Task prompt. From the line with "the goal net" through the final line, please write out the listing exactly, including both of those lines.

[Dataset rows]
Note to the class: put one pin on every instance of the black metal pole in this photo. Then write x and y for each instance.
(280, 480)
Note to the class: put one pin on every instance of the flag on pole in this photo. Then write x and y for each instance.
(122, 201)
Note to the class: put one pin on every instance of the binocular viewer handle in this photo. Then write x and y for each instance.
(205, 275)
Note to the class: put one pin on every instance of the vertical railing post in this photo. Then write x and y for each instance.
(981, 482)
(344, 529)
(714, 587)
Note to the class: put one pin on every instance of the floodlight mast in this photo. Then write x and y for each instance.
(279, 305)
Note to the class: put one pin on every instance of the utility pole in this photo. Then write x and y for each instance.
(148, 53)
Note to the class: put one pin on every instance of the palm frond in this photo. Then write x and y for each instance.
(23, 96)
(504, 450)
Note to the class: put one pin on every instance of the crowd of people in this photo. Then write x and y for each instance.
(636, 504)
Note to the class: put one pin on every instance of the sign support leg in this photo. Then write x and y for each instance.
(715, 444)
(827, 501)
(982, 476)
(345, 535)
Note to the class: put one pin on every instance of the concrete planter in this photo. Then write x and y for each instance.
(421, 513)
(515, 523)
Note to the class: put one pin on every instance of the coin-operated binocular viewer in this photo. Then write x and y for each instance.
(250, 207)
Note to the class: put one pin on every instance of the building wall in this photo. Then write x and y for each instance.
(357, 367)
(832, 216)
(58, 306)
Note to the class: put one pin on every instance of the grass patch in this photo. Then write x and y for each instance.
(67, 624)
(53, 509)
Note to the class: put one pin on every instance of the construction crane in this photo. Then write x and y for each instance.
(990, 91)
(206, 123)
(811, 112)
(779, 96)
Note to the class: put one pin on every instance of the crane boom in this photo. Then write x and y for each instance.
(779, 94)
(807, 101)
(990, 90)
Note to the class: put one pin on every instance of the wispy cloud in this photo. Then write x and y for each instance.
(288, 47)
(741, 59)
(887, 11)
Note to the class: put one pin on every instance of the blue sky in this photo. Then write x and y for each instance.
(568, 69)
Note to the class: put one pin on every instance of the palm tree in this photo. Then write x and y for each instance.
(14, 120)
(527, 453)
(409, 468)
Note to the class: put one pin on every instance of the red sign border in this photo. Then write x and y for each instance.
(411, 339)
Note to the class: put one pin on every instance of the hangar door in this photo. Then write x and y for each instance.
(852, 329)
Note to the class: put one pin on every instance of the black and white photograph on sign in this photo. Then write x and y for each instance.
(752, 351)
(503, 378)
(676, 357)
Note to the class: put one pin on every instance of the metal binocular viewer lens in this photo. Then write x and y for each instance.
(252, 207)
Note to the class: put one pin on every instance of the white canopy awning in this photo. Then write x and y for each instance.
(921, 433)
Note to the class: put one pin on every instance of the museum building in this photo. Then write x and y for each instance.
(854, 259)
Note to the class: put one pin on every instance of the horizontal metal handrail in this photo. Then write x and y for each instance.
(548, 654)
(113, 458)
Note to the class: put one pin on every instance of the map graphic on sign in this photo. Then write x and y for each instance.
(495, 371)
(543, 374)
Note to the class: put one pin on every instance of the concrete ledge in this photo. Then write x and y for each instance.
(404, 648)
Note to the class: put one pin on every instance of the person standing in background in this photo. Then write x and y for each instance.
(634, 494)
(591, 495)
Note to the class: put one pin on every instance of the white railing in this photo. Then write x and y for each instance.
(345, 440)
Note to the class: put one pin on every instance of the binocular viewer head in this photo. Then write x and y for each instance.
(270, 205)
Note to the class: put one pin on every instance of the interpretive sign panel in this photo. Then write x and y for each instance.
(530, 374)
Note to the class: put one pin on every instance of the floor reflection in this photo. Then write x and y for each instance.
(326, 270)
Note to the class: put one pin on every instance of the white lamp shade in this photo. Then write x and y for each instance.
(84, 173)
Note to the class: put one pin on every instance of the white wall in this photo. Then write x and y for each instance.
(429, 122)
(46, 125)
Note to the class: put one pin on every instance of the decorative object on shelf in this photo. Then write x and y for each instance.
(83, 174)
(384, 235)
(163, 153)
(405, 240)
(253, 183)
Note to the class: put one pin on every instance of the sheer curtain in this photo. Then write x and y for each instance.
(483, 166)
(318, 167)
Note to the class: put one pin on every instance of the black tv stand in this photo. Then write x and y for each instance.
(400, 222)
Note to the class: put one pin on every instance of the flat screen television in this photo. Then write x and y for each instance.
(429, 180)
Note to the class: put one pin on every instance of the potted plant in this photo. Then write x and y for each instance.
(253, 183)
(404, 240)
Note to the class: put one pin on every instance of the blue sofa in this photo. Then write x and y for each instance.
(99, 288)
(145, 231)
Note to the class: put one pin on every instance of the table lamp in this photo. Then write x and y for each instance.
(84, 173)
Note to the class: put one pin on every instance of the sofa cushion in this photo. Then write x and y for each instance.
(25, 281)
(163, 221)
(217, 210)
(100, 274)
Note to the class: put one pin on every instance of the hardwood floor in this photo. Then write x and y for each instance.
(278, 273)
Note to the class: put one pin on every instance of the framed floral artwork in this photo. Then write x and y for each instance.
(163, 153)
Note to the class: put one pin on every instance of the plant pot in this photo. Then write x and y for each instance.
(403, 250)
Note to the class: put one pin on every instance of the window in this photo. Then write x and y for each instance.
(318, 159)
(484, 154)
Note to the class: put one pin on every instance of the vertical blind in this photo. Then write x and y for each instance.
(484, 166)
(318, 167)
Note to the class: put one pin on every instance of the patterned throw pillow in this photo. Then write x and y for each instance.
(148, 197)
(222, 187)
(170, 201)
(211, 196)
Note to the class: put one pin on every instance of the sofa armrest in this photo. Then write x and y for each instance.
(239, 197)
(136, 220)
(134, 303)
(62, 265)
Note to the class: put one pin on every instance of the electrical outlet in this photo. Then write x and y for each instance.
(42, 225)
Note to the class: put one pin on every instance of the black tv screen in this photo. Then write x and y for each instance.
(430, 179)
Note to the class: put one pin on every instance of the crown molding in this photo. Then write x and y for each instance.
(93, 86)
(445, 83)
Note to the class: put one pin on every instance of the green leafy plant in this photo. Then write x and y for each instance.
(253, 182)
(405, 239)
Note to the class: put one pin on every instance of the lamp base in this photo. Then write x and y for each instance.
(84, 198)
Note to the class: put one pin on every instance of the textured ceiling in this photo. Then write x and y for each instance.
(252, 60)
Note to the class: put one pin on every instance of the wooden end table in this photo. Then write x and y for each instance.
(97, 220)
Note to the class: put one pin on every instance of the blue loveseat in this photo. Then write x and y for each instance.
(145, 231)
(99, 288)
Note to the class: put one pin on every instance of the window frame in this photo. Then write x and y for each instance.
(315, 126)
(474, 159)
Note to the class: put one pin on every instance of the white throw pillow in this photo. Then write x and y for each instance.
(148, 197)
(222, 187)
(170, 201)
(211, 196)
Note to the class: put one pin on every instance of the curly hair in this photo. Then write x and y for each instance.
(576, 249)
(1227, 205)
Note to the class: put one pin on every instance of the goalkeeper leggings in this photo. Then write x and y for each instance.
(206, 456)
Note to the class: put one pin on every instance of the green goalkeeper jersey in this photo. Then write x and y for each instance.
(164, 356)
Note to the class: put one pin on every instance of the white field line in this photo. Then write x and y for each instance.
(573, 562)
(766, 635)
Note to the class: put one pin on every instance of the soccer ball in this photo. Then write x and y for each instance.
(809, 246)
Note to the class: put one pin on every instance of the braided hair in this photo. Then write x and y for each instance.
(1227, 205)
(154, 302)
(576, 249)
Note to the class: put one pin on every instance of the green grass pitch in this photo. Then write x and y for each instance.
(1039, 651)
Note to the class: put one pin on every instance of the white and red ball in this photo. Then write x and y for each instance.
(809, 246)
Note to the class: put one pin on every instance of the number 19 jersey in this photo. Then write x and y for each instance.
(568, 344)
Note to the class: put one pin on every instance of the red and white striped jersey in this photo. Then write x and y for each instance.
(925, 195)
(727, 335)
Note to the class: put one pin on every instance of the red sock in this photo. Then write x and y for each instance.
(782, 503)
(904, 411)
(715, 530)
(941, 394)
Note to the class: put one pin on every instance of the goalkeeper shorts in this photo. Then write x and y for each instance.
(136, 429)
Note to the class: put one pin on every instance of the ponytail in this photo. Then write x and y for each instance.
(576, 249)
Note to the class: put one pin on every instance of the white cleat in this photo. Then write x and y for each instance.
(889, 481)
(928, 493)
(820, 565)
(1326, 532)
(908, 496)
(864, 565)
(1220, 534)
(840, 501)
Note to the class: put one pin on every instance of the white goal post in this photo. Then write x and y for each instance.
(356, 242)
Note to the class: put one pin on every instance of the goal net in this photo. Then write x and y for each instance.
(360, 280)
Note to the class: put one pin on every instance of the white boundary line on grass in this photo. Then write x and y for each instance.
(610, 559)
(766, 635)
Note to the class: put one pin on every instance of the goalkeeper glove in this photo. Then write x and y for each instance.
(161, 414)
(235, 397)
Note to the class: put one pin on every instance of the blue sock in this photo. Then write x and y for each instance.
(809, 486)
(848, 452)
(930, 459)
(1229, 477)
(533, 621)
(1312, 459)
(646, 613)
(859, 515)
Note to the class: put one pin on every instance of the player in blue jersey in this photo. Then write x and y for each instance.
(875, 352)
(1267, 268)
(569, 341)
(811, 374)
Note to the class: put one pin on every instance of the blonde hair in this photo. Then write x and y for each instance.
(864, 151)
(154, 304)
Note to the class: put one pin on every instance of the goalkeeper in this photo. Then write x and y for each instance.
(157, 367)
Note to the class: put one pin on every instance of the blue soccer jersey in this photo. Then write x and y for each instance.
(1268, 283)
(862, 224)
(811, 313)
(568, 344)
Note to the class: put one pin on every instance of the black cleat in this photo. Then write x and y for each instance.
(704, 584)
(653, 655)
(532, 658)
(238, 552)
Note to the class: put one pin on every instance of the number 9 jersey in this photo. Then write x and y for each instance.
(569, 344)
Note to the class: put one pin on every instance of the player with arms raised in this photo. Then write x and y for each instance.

Solution.
Note to the class: put one pin on every instance of the goal net in this photo. Then write x and y for each instance.
(360, 280)
Note to the class: put one pin on every instance of the white boundary line on grass in this photo. Then write x and y for each instance.
(610, 559)
(766, 635)
Note to the class: put one pin on every instance of the goalkeeper glove in this photo. Then write x and y for each instance.
(161, 414)
(235, 397)
Note to the class: put one pin on every instance of the blue sock in this photo. Then write x and y for each instance.
(809, 486)
(848, 452)
(930, 459)
(1229, 477)
(533, 621)
(1312, 459)
(646, 613)
(859, 515)
Note to the class: put one pin on every instance of the player in blue jersey in this photo. Then write x and y for each instance.
(875, 352)
(1267, 268)
(569, 341)
(811, 374)
Note to the class: put one pin on every instance of the blonde hair in this photo. Then write x and y for each instance.
(864, 151)
(154, 304)
Note to the class: put one pin on every instance of the goalkeeper in this photo. Then write x and y for each instance.
(157, 367)
Note to the class: put one pin on every instance of the blue soccer jersey in this photo. Then write x and y for each instance.
(1268, 283)
(862, 224)
(811, 313)
(568, 344)
Note to the class: put one pin on every instance of the black cleat in this photo. Then write x and y for each instance.
(704, 584)
(653, 655)
(532, 658)
(238, 552)
Note to the class: put one pin on every instance of the number 9 jersey in this photo. Then write x and y for each instance.
(569, 344)
Note to the class: put one pin on every instance of the player with arms raised in this photo. Then write x and y for each instance.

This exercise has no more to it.